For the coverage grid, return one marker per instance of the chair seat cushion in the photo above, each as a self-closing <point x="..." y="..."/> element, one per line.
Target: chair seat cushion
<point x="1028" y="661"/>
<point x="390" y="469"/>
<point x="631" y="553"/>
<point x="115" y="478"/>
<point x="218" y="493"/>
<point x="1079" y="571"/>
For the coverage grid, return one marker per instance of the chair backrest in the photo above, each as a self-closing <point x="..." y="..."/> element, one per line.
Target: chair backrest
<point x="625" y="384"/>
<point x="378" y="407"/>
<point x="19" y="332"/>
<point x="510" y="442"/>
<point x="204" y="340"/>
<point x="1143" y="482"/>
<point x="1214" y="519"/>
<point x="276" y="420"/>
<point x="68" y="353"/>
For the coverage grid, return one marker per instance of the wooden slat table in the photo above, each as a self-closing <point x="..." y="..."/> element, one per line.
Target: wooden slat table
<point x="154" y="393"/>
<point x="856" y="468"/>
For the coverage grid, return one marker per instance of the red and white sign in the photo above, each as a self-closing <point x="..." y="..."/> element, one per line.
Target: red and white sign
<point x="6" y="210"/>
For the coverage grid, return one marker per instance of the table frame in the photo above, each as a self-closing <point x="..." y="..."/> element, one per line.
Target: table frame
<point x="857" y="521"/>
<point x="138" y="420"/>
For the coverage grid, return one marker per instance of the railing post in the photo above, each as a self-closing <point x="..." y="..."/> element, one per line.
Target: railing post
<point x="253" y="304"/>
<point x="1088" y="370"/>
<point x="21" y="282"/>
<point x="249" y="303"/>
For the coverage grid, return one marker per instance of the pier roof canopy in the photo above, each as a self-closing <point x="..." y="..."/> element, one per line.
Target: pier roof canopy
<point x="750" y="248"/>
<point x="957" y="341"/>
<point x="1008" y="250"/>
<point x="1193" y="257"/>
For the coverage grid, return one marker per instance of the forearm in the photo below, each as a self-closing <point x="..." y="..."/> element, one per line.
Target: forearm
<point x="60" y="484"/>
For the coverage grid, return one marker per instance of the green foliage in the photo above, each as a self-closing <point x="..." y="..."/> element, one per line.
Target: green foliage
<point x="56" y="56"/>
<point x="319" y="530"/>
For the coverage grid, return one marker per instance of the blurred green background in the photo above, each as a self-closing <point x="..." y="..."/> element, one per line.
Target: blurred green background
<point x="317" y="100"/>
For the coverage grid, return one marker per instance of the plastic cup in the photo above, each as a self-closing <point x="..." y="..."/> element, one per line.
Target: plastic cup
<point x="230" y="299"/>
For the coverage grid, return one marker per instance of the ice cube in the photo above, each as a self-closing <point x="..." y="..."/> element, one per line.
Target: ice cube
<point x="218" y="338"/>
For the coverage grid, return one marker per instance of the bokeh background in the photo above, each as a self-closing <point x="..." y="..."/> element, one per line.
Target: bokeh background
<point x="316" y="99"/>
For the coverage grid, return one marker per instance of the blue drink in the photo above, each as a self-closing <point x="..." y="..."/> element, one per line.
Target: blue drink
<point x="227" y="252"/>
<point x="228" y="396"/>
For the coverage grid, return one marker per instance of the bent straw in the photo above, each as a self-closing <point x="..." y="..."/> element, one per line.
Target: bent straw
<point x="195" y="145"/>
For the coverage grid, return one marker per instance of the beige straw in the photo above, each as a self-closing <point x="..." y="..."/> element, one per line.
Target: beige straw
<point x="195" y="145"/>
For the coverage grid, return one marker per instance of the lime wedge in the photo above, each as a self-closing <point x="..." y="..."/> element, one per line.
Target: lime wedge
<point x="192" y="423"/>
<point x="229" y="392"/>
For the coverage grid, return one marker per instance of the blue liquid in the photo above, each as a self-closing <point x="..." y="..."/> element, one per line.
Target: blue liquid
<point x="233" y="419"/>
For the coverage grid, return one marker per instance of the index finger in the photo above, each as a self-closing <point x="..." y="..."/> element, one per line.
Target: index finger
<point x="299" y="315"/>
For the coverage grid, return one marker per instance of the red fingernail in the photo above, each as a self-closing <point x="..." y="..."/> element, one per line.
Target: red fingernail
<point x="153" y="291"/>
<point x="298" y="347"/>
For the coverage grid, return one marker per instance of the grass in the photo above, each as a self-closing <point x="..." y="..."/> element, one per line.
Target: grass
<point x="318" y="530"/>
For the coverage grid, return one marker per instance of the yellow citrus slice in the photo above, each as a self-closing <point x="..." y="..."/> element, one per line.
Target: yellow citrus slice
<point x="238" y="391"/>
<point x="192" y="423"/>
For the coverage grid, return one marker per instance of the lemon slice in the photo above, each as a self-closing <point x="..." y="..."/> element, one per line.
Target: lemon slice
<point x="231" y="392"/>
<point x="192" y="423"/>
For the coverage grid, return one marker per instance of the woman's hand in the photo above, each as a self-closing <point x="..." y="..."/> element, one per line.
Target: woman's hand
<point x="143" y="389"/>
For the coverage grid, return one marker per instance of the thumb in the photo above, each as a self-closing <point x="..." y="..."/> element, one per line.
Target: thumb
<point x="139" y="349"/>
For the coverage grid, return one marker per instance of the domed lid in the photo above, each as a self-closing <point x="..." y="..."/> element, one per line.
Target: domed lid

• _REQUIREMENT_: Your task is to repeat the data exactly, with nothing left out.

• _RESULT OF THE TASK_:
For the coverage grid, return one marker per instance of the chair seat cushion in the photo above, each as a self-closing <point x="..." y="..."/> element, one per line.
Target: chair seat cushion
<point x="1028" y="661"/>
<point x="390" y="469"/>
<point x="631" y="553"/>
<point x="115" y="478"/>
<point x="218" y="493"/>
<point x="1079" y="571"/>
For the coverage grid, return one marker per instance of the chair backrest in the photo above, each as a self-closing <point x="..." y="..."/> element, one per line.
Target: chair backrest
<point x="625" y="384"/>
<point x="378" y="407"/>
<point x="19" y="332"/>
<point x="510" y="442"/>
<point x="204" y="340"/>
<point x="1143" y="482"/>
<point x="1214" y="519"/>
<point x="276" y="420"/>
<point x="68" y="353"/>
For the coverage grid, return one marker per instance of the wooden slat table in the photo above, each as a self-closing <point x="..." y="..."/> element, one per line.
Target: wooden slat table
<point x="154" y="393"/>
<point x="856" y="468"/>
For the coverage grid, return one marker per instance of the red and white sign in the photo above, each as a self-closing <point x="..." y="..."/> element, one per line.
Target: red and white sign
<point x="6" y="210"/>
For the coverage grid, return one marker per instance of the table frame in the photo above, each as a self-closing <point x="..." y="..."/> element, one per line.
Target: table frame
<point x="857" y="521"/>
<point x="138" y="420"/>
For the coverage grid, return one marker per instance of the railing post in the photo above, each as a self-closing <point x="..." y="..."/> element, one per line.
Target: railing post
<point x="253" y="304"/>
<point x="1088" y="370"/>
<point x="21" y="282"/>
<point x="249" y="303"/>
For the coverage grid, return one marker per instance of the pier roof canopy in the photo above, each as a self-closing <point x="..." y="..."/> element, one per line.
Target: pier roof canopy
<point x="750" y="248"/>
<point x="957" y="341"/>
<point x="1008" y="250"/>
<point x="1193" y="257"/>
For the coverage grid, return one marker per instance of the forearm in the photo below, each as a self-closing <point x="..." y="..."/> element, one per line.
Target: forearm
<point x="60" y="484"/>
For the coverage grid, return one marker per instance of the green foliage in the photo above, each as a self-closing <point x="..." y="..."/> element, one per line.
Target: green foliage
<point x="56" y="56"/>
<point x="319" y="530"/>
For the coverage grid, return one marker per instance of the blurred green background in the photo above, each as a self-closing <point x="..." y="..."/> element, one per line.
Target: blurred green background
<point x="317" y="100"/>
For the coverage grid, return one marker per instance of the plastic cup in the photo above, each as a self-closing <point x="..." y="..."/> element, one per line.
Target: plastic cup
<point x="230" y="299"/>
For the coverage grid, return one marker per instance of the ice cube in the photo above, each as a self-closing <point x="..." y="..."/> element, one per line.
Target: ice cube
<point x="218" y="338"/>
For the coverage grid, return one marker per instance of the bokeh background in the photo above, each as a self-closing <point x="..." y="..."/> element, one per line.
Target: bokeh background
<point x="316" y="99"/>
For the coverage grid, return one marker per instance of the blue drink in the photo above, each as a self-closing <point x="..." y="..."/> element, one per line.
Target: blue drink
<point x="227" y="252"/>
<point x="228" y="396"/>
For the coverage grid, return one marker per instance of the bent straw in the photo above, each as a self-closing <point x="..." y="..."/> element, one per line.
Target: bent straw
<point x="195" y="145"/>
For the coverage grid, return one marker per instance of the beige straw in the photo above, each as a self-closing <point x="..." y="..."/> element, one per line.
Target: beige straw
<point x="195" y="145"/>
For the coverage grid, return one marker per instance of the lime wedge in the photo above, each as a self-closing <point x="..." y="..."/> element, one per line.
Target: lime wedge
<point x="192" y="423"/>
<point x="229" y="392"/>
For the coverage grid, return one marker per instance of the blue liquid in the photo above, each as a self-closing <point x="..." y="..."/> element, one per line.
Target: blue liquid
<point x="233" y="419"/>
For the coverage grid, return one marker per instance of the index finger in the photo above, each as a self-closing <point x="..." y="..."/> element, one per line.
Target: index finger
<point x="299" y="315"/>
For the coverage grid, return one marker per instance of the red fingernail in the photo above, each as a self-closing <point x="..." y="..."/> element, one per line.
Target: red fingernail
<point x="153" y="291"/>
<point x="298" y="347"/>
For the coverage grid, return one marker per instance of the grass in the photo above, each as a self-closing <point x="..." y="..."/> element, one per line.
Target: grass
<point x="318" y="530"/>
For the coverage grid, return one marker per instance of the yellow citrus slice in the photo above, each as a self-closing <point x="..." y="..."/> element, one per line.
Target: yellow citrus slice
<point x="238" y="391"/>
<point x="192" y="423"/>
For the coverage grid, return one marker per instance of the lemon slice in the photo above, each as a self-closing <point x="..." y="..."/> element, one per line.
Target: lemon slice
<point x="231" y="392"/>
<point x="192" y="423"/>
For the coverage grid, return one marker per instance of the woman's hand in the photo above, each as a self-closing <point x="..." y="..."/> element, one per line.
Target: woman's hand
<point x="143" y="389"/>
For the coverage grid, return one marker per instance of the thumb in the photo above, each as a self-closing <point x="..." y="..."/> element, one per line.
Target: thumb
<point x="139" y="349"/>
For the coverage grid, return one marker per instance of the domed lid in the photo above, each as a self-closing <point x="..." y="..."/> element, one per line.
Target: domed lid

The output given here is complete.